EXERCISE INSTRUCTIONS —
Copy each line containing the word "wall" from the records that follow, please.

DATASET RECORDS —

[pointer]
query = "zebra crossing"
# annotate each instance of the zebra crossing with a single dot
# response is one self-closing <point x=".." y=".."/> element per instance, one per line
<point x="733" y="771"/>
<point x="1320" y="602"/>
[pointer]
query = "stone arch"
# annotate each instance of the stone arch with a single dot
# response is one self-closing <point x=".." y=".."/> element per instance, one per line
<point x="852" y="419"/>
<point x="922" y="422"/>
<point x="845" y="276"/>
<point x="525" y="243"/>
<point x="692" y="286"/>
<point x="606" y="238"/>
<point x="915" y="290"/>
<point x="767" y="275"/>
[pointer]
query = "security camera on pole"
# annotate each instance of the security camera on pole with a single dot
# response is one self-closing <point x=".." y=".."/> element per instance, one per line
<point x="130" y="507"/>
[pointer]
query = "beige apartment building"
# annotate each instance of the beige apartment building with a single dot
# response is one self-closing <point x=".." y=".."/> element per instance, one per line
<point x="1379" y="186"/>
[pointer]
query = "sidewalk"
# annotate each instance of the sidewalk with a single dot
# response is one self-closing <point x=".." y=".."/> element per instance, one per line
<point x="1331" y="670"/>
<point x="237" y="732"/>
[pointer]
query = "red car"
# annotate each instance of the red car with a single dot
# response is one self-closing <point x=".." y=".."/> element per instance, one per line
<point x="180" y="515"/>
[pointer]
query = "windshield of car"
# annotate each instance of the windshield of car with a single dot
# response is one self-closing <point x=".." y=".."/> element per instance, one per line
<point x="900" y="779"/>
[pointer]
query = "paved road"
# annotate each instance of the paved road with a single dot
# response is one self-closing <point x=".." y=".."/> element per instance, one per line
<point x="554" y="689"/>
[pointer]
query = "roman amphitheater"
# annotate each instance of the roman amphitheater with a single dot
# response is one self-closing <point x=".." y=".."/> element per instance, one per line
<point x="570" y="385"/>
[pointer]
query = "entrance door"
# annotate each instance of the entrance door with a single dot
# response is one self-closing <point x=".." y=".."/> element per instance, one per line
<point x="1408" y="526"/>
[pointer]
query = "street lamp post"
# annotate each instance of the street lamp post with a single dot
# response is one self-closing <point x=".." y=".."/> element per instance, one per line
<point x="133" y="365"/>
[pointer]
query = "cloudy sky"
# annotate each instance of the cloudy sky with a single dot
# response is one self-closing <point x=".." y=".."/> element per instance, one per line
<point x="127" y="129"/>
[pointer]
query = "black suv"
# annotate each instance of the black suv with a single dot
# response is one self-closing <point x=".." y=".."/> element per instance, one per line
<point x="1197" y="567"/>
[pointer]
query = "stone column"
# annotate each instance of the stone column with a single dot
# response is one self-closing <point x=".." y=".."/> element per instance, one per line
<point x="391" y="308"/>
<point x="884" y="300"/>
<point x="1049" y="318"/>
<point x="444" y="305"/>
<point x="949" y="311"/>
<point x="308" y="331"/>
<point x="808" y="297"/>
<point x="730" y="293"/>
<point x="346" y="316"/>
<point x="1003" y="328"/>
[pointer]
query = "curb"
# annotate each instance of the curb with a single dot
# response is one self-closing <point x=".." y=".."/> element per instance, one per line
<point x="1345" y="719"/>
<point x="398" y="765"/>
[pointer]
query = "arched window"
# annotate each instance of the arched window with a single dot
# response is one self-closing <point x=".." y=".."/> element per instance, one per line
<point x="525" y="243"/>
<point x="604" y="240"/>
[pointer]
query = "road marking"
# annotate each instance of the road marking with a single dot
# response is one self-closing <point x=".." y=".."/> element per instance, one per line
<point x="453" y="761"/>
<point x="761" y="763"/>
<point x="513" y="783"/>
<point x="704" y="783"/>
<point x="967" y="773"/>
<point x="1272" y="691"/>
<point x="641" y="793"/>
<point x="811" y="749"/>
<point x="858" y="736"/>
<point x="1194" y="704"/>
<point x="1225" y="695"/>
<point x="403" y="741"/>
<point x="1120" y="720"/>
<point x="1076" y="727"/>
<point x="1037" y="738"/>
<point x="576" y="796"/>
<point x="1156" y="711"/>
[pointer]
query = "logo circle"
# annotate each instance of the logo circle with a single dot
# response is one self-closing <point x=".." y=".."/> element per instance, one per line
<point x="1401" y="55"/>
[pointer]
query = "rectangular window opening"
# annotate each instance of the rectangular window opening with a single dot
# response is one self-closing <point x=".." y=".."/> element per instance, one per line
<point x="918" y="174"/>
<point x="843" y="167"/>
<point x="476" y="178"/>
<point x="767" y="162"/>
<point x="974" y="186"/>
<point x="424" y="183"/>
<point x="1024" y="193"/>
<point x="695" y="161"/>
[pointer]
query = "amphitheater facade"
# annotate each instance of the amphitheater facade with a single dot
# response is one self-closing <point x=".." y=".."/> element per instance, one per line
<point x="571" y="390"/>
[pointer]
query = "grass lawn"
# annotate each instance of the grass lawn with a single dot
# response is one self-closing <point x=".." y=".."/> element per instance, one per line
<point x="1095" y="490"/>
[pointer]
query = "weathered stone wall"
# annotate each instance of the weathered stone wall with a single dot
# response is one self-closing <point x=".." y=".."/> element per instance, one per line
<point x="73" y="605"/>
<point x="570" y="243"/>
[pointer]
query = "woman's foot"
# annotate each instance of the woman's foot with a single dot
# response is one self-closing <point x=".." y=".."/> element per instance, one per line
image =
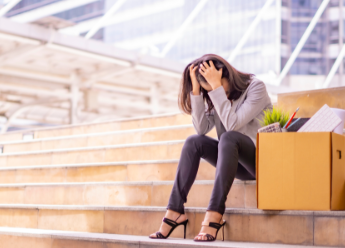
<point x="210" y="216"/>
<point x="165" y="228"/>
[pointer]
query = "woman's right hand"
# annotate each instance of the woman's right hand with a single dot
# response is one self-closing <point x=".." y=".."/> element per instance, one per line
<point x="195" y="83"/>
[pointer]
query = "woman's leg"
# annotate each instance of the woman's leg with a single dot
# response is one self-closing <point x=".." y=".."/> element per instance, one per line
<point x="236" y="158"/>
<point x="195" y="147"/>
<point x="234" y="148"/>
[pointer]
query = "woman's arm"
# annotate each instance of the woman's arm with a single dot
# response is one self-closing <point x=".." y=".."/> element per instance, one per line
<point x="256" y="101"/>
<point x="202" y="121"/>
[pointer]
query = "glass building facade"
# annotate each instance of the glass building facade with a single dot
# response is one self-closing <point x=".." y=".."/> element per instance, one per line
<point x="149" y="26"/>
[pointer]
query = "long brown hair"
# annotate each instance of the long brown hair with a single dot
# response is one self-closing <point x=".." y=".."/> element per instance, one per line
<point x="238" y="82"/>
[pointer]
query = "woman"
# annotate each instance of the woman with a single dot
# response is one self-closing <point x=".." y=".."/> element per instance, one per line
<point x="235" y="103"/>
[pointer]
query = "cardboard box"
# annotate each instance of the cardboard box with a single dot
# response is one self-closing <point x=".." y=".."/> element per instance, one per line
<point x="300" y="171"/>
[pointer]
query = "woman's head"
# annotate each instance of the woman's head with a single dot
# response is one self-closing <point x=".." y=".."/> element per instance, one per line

PROBLEM SOLUTION —
query = "weathered stone wall"
# annotate each instance of the weathered stone wall with a single dot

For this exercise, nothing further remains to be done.